━━━━━ Data supplied
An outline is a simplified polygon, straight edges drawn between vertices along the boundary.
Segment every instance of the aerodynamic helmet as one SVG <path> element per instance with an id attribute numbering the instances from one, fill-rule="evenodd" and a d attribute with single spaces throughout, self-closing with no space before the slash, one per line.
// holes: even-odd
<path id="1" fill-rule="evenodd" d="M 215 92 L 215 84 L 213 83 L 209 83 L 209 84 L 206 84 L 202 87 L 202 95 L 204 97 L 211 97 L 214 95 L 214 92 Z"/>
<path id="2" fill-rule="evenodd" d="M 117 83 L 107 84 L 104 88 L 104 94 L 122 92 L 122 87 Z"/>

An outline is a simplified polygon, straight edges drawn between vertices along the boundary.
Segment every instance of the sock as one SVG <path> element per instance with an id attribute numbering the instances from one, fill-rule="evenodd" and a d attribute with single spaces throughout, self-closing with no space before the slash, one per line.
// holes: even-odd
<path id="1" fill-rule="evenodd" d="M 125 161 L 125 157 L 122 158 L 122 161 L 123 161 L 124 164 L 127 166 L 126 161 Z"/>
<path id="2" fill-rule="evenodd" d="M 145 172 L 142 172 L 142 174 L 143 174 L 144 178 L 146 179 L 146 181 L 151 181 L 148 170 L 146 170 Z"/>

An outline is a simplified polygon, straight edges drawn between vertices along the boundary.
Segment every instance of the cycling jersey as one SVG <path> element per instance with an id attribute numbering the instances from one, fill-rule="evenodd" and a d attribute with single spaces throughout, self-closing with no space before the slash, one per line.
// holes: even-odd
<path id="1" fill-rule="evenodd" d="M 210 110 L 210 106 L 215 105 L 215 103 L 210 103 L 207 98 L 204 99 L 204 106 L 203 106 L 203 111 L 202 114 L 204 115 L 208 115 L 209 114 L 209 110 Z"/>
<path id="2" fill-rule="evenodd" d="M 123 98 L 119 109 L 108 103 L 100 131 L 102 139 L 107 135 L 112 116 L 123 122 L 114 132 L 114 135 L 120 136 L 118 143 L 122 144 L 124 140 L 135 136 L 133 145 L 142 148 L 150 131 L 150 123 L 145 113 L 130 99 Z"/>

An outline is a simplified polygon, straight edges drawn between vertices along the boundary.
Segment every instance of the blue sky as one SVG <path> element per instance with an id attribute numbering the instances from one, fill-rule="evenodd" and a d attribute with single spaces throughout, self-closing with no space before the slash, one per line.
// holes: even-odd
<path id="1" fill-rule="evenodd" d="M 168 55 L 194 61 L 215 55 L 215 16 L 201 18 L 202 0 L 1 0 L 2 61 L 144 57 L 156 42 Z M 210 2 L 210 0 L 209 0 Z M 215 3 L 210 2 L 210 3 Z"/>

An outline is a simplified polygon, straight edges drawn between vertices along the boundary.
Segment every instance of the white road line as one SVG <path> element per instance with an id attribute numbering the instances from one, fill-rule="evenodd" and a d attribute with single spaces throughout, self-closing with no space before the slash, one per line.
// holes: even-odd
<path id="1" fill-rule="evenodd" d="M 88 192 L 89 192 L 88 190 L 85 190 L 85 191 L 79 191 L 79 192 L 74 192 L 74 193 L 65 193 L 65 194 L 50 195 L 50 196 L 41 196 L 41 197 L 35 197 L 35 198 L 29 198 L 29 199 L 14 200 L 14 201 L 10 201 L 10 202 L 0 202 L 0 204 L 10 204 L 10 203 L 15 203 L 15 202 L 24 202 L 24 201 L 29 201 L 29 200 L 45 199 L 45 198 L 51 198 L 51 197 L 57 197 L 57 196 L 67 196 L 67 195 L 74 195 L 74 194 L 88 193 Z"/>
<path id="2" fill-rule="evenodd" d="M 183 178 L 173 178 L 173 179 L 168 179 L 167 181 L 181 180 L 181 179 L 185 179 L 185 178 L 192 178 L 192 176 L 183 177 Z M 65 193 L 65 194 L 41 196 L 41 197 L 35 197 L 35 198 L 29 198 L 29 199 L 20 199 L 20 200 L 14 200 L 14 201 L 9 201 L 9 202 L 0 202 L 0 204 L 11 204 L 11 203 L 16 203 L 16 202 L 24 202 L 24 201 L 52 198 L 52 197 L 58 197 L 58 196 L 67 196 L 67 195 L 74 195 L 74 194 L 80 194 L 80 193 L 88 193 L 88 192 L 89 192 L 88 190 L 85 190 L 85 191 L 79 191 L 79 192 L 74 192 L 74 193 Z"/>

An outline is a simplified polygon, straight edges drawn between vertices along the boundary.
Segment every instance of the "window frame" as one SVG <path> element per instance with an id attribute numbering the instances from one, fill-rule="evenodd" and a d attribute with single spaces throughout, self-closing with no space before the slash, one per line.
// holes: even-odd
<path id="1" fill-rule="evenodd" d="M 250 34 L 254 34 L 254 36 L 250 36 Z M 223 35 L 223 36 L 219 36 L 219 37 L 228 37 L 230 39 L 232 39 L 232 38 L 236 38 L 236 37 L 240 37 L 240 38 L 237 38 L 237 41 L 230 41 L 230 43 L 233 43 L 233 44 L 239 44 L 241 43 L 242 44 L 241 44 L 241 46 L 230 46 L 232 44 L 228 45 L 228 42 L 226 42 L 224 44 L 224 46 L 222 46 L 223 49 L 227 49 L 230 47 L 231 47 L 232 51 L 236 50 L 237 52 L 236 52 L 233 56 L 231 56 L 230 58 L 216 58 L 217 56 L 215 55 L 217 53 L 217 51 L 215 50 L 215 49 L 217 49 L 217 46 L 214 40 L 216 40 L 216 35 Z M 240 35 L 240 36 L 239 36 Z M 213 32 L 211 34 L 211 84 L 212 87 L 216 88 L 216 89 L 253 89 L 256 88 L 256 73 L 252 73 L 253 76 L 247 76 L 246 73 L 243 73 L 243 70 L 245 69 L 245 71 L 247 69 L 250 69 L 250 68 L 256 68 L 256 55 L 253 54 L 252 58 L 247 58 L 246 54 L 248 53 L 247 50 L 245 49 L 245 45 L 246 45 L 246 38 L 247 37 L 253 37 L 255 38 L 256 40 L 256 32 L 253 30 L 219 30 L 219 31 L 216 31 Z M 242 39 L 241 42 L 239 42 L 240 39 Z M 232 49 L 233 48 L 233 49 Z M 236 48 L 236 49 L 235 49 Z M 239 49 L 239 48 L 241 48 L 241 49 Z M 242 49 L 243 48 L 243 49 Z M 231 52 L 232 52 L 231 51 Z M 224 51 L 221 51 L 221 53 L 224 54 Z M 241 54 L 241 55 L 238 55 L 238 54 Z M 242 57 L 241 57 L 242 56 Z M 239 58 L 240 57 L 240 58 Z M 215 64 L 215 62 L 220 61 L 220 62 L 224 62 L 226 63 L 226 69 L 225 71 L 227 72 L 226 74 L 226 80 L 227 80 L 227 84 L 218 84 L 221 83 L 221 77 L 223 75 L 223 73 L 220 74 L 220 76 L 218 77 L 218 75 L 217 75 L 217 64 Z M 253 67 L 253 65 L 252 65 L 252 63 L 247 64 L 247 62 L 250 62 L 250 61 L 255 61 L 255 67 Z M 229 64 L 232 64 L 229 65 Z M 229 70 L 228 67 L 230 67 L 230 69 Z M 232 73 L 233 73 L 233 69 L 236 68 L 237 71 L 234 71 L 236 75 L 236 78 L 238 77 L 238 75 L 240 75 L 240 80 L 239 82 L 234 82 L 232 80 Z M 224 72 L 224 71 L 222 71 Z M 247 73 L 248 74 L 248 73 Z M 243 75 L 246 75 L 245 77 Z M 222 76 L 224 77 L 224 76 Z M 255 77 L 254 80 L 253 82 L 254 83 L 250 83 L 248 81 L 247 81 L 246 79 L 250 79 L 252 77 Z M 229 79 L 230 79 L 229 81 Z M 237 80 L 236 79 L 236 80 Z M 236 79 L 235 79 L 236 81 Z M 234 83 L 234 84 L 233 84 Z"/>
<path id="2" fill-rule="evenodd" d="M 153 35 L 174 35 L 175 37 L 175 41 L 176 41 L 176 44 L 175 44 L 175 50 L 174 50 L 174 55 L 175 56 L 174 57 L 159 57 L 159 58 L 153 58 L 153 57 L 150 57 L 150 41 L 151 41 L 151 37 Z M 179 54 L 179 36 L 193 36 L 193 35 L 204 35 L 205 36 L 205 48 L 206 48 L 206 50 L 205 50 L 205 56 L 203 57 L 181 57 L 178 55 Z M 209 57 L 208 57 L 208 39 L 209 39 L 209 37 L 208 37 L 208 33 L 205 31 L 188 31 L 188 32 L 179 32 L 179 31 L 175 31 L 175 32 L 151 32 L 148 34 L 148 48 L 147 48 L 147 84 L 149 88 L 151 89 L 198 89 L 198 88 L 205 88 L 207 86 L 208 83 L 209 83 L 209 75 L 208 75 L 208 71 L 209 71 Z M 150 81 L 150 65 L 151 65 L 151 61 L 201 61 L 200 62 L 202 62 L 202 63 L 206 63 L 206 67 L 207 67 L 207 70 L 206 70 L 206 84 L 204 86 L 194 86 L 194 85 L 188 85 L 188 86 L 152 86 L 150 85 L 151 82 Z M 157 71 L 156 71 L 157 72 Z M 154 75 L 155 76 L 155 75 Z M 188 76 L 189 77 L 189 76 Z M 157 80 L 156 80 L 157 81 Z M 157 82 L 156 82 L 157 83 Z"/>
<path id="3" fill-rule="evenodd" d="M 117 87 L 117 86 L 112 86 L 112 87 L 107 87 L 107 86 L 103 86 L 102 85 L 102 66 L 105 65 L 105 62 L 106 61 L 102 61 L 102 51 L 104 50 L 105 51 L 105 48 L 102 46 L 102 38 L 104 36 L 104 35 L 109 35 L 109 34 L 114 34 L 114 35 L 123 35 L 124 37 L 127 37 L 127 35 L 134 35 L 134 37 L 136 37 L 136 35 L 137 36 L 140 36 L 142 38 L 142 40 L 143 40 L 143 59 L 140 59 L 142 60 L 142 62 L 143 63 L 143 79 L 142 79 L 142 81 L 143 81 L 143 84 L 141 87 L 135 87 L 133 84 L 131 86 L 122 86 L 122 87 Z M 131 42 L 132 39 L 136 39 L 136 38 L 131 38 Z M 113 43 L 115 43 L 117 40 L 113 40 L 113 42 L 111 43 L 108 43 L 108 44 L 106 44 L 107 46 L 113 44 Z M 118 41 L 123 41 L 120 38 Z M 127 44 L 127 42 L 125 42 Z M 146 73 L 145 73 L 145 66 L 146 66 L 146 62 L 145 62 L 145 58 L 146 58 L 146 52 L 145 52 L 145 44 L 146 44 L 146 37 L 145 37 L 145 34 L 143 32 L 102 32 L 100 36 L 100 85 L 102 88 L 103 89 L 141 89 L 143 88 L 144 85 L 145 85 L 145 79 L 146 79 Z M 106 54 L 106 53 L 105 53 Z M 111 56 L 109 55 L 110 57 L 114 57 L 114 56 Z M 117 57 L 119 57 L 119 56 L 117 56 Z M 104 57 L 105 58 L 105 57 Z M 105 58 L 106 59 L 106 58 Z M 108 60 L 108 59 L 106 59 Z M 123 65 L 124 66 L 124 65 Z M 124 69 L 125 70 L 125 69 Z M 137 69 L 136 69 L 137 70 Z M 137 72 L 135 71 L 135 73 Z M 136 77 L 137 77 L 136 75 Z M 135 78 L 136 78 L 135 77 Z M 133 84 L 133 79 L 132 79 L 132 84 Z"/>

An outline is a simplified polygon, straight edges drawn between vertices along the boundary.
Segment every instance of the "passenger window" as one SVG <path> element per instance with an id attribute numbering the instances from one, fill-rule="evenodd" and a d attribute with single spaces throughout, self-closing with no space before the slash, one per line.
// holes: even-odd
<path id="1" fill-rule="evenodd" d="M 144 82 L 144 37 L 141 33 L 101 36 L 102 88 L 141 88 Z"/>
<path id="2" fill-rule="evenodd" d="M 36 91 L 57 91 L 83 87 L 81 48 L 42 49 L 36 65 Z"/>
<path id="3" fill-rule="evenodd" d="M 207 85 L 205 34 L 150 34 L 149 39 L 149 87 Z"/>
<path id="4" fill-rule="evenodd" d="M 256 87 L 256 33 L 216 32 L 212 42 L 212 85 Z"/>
━━━━━━━━━━
> _Given request_
Please convert the entries above into a Markdown table with the columns Row and Line. Start at the first line and go through the line containing "145 172 L 142", both included. Give each line its own numbered row, and skip blank lines.

> _Written solution_
| Row | Line |
|---|---|
| 1 | An outline is a simplified polygon, straight edges drawn between vertices along the boundary. |
| 2 | Segment every instance of the aerodynamic helmet as one SVG <path> element per instance with an id attribute numbering the instances from one, fill-rule="evenodd" and a d attribute with single spaces throughout, self-closing with no space before the slash, one per line. |
| 3 | // holes: even-odd |
| 4 | <path id="1" fill-rule="evenodd" d="M 215 92 L 215 84 L 213 83 L 209 83 L 209 84 L 206 84 L 202 87 L 202 95 L 204 97 L 211 97 L 214 95 L 214 92 Z"/> |
| 5 | <path id="2" fill-rule="evenodd" d="M 117 83 L 107 84 L 104 88 L 104 94 L 122 92 L 122 87 Z"/> |
| 6 | An outline is a simplified polygon, straight edges drawn between vertices along the boundary. |
| 7 | Segment every instance of the sock as one SVG <path> element per instance with an id attribute numbering the instances from one, fill-rule="evenodd" and a d attribute with single spaces throughout, self-closing with no space before the slash, one per line. |
| 8 | // holes: even-odd |
| 9 | <path id="1" fill-rule="evenodd" d="M 125 161 L 125 157 L 122 158 L 122 161 L 123 161 L 124 164 L 127 166 L 126 161 Z"/> |
| 10 | <path id="2" fill-rule="evenodd" d="M 145 172 L 142 172 L 142 174 L 143 174 L 144 178 L 146 179 L 146 181 L 151 181 L 148 170 L 146 170 Z"/> |